(GIVEN PROBLEM 1): Write out the passage of the Data Factory troubleshooting text below from "Troubleshoot pipeline orchestration" to "Factory for details.", reproducing it word for word.

-- START OF TEXT SEGMENT --

Troubleshoot pipeline orchestration and triggers in Azure Data Factory

APPLIES TO: Azure Data Factory Azure Synapse Analytics

A pipeline run in Azure Data Factory defines an instance of a pipeline execution. For example, let's say you have a pipeline that runs at 8:00 AM, 9:00 AM, and 10:00 AM. In this case, there are three separate pipeline runs. Each pipeline run has a unique pipeline run ID. A run ID is a globally unique identifier (GUID) that defines that particular pipeline run.

Pipeline runs are typically instantiated by passing arguments to parameters that you define in the pipeline. You can run a pipeline either manually or by using a trigger. See Pipeline execution and triggers in Azure Data Factory for details.

Common issues, causes, and solutions

An Azure Functions app pipeline throws an error with private endpoint connectivity

You have Data Factory and a function app running on a private endpoint in Azure. You're trying to run a pipeline that interacts with the function app. You've tried three different methods, but one returns error "Bad Request," and the other two methods return "103 Error Forbidden."

Cause

Data Factory currently doesn't support a private endpoint connector for function apps. Azure Functions rejects calls because it's configured to allow only connections from a private link.

Resolution

Create a PrivateLinkService endpoint and provide your function app's DNS.

A pipeline run is canceled but the monitor still shows progress status

Cause

When you cancel a pipeline run, pipeline monitoring often still shows the progress status. This happens because of a browser cache issue. You also might not have the correct monitoring filters.

Resolution

Refresh the browser and apply the correct monitoring filters.

You see a "DelimitedTextMoreColumnsThanDefined" error when copying a pipeline

Cause

If a folder you're copying contains files with different schemas, such as variable number of columns, different delimiters, quote char settings, or some data issue, the Data Factory pipeline might throw this error:

Operation on target Copy_sks failed: Failure happened on 'Sink' side. ErrorCode=DelimitedTextMoreColumnsThanDefined, 'Type=Microsoft.DataTransfer.Common.Shared.HybridDeliveryException, Message=Error found when processing 'Csv/Tsv Format Text' source '0_2020_11_09_11_43_32.avro' with row number 53: found more columns than expected column count 27., Source=Microsoft.DataTransfer.Common,'

Resolution

Select the Binary Copy option while creating the Copy activity. This way, for bulk copies or migrating your data from one data lake to another, Data Factory won't open the files to read the schema. Instead, Data Factory will treat each file as binary and copy it to the other location.

A pipeline run fails when you reach the capacity limit of the integration runtime for data flow

Issue

Error message:

Type=Microsoft.DataTransfer.Execution.Core.ExecutionException,Message=There are substantial concurrent MappingDataflow executions which is causing failures due to throttling under Integration Runtime 'AutoResolveIntegrationRuntime'.

Cause

You've reached the integration runtime's capacity limit. You might be running a large amount of data flow by using the same integration runtime at the same time. See Azure subscription and service limits, quotas, and constraints for details.

Resolution

  • Run your pipelines at different trigger times.
  • Create a new integration runtime, and split your pipelines across multiple integration runtimes.

-- END OF TEXT SEGMENT --

(GIVEN PROBLEM 2): Extract each line of the listing below that contains the string "floor".

-- START OF DATA LINES --

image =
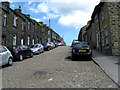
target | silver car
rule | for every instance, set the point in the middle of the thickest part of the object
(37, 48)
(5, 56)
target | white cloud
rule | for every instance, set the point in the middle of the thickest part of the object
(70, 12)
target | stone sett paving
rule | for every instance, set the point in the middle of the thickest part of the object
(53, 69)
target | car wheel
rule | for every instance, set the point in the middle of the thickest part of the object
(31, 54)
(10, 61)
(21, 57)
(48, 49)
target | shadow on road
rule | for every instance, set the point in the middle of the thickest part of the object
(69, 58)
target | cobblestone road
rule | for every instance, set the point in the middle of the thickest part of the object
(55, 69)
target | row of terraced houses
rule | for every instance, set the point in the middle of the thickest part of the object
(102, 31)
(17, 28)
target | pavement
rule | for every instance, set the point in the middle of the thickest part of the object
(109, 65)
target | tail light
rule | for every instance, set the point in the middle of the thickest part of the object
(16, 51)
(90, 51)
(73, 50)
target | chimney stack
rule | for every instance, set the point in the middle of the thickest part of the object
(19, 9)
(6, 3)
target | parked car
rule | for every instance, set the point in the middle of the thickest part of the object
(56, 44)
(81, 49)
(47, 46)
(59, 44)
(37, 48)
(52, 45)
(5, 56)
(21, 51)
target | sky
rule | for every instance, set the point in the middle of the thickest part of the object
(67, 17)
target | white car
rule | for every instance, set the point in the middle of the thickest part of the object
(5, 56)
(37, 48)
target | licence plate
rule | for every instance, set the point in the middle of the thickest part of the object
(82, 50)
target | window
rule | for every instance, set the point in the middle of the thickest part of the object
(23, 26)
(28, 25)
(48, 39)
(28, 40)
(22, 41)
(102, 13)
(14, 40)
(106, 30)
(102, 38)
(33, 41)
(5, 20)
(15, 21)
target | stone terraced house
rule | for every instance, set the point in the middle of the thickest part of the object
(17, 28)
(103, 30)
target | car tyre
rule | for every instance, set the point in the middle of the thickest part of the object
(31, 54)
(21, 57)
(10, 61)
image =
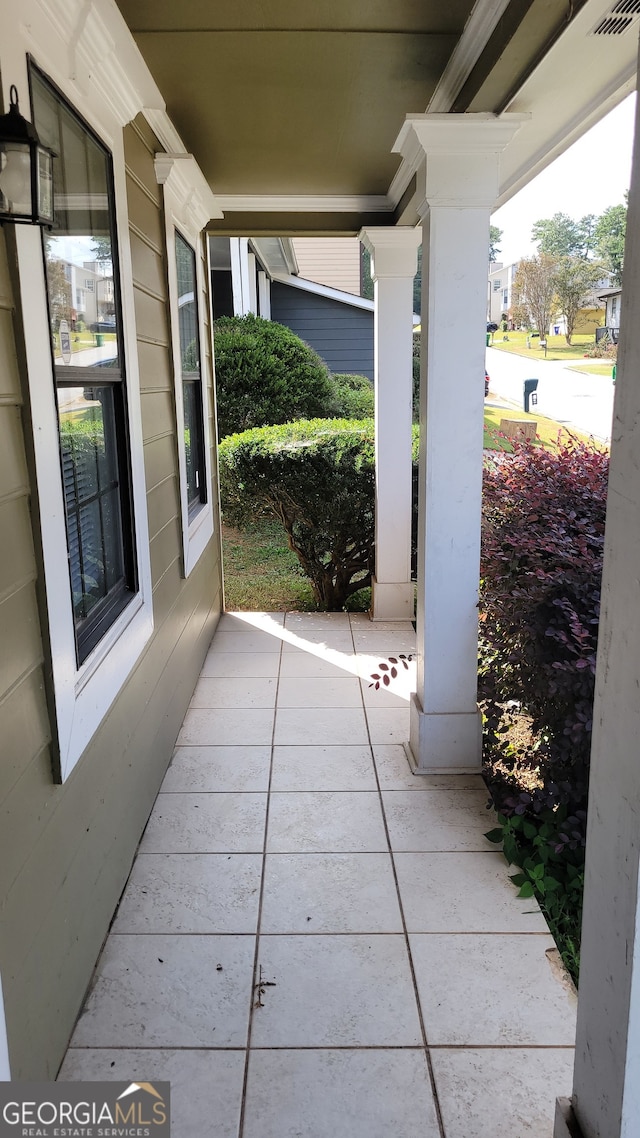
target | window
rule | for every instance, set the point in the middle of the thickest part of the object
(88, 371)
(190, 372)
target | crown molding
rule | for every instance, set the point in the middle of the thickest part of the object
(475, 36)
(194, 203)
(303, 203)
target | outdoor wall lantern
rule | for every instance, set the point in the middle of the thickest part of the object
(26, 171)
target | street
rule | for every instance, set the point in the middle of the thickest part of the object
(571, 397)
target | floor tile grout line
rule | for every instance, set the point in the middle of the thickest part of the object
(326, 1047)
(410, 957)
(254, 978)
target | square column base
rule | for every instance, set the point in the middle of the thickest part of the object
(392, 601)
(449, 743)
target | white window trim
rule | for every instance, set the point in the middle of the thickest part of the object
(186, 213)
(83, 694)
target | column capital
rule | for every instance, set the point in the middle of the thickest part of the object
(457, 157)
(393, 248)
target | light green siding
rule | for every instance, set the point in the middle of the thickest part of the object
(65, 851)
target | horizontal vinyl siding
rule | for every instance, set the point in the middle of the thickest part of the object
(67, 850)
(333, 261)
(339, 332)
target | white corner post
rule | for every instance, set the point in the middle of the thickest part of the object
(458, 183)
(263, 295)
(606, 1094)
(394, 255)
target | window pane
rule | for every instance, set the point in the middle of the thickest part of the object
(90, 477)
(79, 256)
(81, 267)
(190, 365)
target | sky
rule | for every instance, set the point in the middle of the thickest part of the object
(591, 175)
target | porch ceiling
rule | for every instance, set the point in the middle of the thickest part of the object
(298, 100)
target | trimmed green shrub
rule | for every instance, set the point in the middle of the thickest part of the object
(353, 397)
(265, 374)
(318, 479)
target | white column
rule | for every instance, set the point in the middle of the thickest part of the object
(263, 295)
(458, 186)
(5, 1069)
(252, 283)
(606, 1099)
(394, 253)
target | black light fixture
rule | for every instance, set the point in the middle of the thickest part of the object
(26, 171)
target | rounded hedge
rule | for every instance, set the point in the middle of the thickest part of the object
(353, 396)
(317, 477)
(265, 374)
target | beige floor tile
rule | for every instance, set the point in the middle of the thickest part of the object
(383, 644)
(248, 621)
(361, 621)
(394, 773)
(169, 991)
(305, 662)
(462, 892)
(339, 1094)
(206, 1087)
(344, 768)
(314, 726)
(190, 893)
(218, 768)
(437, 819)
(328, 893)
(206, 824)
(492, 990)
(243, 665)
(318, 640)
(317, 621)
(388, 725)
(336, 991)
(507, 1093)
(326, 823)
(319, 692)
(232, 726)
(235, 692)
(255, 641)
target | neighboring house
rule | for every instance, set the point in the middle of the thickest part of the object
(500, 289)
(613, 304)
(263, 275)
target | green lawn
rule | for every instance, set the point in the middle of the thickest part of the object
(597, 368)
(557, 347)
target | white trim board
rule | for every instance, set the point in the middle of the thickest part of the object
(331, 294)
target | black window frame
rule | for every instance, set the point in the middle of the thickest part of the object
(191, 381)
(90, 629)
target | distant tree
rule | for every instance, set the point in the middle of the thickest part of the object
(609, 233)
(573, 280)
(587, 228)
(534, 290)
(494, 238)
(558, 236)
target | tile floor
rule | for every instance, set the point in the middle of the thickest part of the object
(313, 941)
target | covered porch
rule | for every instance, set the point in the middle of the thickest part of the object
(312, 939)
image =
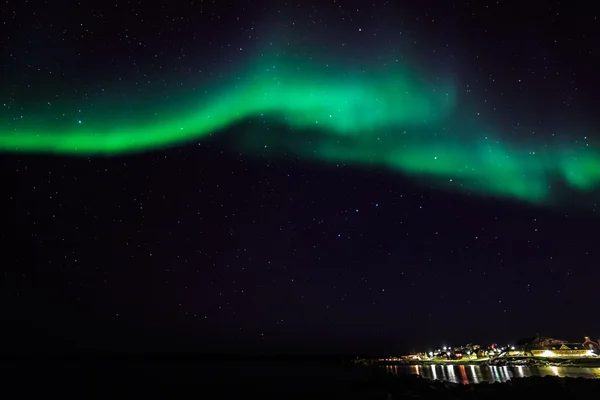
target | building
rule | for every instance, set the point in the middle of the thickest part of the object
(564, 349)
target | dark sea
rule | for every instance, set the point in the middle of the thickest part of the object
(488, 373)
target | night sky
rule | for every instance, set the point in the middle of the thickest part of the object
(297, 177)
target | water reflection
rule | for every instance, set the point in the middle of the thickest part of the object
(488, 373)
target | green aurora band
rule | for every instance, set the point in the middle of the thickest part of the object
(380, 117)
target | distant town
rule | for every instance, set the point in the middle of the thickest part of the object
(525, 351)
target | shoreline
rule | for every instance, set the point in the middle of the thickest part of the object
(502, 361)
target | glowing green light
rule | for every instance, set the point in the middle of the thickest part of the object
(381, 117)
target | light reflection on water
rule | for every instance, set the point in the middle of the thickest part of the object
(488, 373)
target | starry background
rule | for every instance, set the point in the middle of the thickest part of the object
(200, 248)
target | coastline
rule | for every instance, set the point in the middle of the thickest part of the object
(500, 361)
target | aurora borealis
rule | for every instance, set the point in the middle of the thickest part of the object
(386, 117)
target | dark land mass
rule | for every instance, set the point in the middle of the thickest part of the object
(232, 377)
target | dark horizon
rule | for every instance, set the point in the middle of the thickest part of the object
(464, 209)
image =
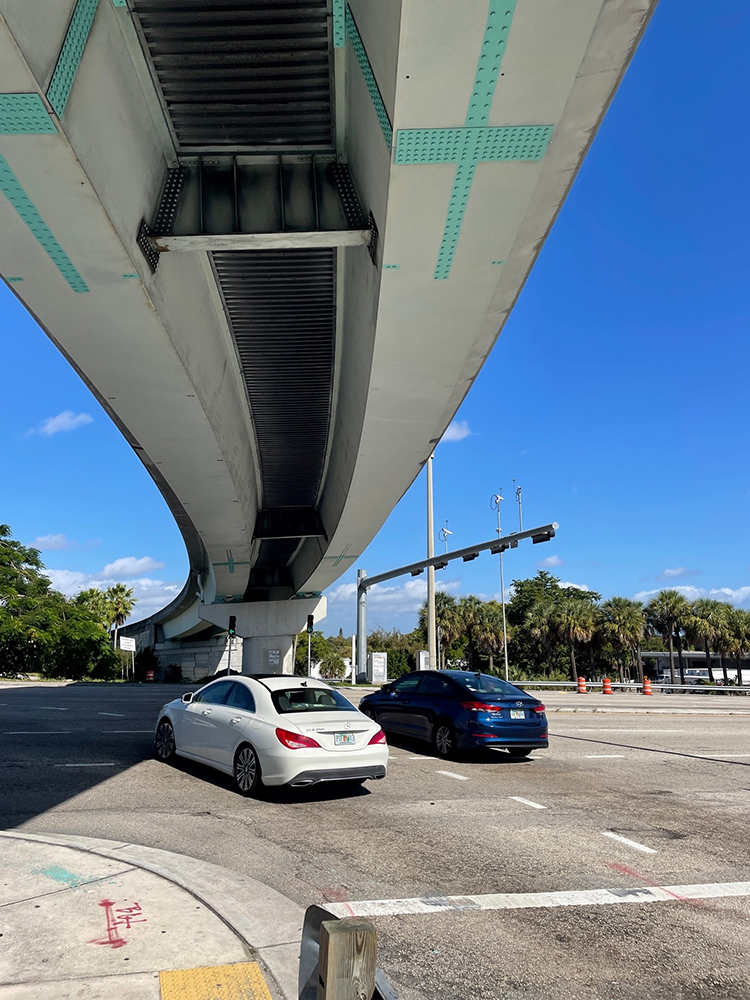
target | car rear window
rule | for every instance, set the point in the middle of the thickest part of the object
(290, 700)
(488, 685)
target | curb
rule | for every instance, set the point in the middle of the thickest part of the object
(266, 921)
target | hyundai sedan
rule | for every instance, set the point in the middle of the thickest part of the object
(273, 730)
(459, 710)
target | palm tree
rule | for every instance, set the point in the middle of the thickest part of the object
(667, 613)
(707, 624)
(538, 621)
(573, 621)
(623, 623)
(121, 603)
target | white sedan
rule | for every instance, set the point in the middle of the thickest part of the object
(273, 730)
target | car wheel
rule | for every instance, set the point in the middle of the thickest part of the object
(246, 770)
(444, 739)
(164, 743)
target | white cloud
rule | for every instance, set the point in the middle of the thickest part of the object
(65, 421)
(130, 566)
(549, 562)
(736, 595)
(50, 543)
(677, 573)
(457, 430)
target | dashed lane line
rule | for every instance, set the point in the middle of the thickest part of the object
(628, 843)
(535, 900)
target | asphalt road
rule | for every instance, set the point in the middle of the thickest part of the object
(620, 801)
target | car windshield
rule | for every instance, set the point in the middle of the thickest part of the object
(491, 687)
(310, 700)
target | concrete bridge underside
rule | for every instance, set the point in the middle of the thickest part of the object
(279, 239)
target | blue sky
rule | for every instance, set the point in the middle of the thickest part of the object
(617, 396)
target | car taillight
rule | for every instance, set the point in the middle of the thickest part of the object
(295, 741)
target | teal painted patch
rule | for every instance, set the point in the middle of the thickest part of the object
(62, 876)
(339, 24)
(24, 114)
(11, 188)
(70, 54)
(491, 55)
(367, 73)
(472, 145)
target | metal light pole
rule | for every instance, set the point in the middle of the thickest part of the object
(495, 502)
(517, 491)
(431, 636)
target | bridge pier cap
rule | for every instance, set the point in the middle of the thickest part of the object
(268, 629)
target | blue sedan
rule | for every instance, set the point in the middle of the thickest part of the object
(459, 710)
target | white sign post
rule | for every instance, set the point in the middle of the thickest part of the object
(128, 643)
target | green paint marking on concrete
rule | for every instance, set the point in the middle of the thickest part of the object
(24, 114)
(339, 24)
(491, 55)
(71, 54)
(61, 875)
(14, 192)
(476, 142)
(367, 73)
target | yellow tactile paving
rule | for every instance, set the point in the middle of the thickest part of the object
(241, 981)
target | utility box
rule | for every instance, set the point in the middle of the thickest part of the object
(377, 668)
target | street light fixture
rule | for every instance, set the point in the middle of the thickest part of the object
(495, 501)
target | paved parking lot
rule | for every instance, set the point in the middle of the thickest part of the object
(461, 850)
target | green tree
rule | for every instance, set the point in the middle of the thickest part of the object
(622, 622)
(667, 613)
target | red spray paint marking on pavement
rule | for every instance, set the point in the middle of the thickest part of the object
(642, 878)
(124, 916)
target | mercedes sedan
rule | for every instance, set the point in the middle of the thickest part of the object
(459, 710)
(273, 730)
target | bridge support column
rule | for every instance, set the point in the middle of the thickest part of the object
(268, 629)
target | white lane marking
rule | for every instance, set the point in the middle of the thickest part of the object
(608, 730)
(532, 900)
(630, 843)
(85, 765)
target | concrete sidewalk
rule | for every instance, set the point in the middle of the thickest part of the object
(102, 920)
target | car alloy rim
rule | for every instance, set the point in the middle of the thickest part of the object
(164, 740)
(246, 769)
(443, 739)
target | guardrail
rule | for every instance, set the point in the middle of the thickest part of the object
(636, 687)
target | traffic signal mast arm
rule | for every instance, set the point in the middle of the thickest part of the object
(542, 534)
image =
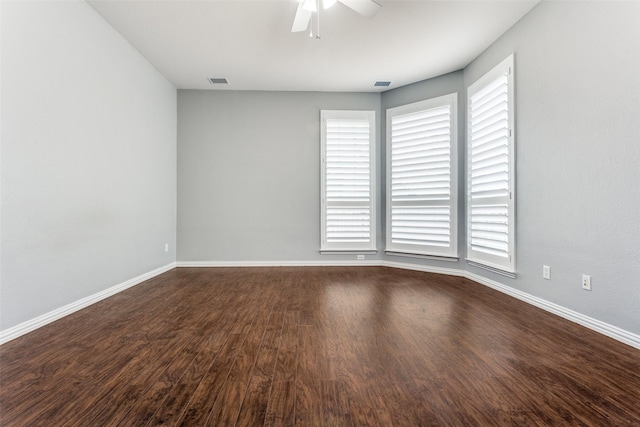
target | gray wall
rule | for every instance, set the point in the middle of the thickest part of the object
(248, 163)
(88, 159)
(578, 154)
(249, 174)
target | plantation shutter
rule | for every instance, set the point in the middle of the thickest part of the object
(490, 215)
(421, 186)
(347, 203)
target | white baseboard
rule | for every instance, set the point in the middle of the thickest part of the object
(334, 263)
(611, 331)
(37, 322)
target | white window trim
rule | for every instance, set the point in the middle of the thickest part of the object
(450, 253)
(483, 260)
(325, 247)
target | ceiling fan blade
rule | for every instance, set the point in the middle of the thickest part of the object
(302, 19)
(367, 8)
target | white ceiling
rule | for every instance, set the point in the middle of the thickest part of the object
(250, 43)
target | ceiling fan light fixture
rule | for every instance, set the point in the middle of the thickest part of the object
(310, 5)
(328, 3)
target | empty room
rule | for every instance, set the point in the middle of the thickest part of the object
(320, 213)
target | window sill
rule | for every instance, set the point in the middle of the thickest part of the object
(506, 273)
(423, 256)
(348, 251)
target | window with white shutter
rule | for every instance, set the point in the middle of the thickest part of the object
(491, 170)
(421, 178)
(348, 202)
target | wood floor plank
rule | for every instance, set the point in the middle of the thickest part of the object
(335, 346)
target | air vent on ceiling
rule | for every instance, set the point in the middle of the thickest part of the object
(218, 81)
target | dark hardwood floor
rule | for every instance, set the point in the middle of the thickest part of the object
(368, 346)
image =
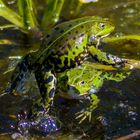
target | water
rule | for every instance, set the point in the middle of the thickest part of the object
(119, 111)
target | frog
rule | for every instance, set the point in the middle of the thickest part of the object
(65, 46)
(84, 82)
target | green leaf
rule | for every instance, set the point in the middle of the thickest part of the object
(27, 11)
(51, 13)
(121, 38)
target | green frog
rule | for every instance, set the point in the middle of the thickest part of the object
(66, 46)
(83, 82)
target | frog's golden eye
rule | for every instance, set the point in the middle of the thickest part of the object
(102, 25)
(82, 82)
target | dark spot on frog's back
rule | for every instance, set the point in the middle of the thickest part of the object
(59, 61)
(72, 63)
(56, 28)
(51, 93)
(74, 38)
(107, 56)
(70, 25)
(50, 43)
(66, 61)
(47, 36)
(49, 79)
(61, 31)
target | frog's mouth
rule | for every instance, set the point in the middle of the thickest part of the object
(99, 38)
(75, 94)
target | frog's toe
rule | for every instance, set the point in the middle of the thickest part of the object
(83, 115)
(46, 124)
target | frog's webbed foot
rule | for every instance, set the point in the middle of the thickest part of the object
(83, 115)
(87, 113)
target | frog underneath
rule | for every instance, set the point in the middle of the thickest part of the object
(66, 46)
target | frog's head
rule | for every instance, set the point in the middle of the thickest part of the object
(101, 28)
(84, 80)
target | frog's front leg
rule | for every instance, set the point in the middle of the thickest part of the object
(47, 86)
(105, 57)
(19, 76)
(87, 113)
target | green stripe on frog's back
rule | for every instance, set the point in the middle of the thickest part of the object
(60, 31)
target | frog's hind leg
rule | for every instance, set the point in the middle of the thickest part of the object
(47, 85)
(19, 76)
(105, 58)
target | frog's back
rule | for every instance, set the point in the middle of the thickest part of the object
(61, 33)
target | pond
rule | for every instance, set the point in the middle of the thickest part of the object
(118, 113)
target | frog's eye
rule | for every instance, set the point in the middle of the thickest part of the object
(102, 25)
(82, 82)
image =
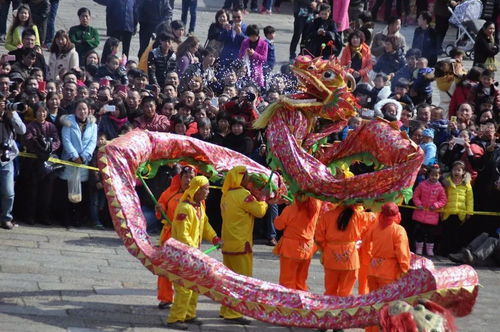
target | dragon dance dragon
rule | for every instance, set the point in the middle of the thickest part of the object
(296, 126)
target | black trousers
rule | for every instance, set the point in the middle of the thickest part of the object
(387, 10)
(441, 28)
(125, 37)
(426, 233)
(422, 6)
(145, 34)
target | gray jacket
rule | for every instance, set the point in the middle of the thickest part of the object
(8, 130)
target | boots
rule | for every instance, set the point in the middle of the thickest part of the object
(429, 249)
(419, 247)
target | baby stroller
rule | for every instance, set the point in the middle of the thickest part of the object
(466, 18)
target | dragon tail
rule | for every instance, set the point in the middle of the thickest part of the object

-- END OF DATA LINES --

(RESPONSE 1):
Troubleshoot pipeline orchestration and triggers in Azure Data Factory

APPLIES TO: Azure Data Factory Azure Synapse Analytics

A pipeline run in Azure Data Factory defines an instance of a pipeline execution. For example, let's say you have a pipeline that runs at 8:00 AM, 9:00 AM, and 10:00 AM. In this case, there are three separate pipeline runs. Each pipeline run has a unique pipeline run ID. A run ID is a globally unique identifier (GUID) that defines that particular pipeline run.

Pipeline runs are typically instantiated by passing arguments to parameters that you define in the pipeline. You can run a pipeline either manually or by using a trigger. See Pipeline execution and triggers in Azure Data Factory for details.

(RESPONSE 2):
target | floor tile grout line
target | beige floor tile
target | tile floor
target | wood floor plank
target | dark hardwood floor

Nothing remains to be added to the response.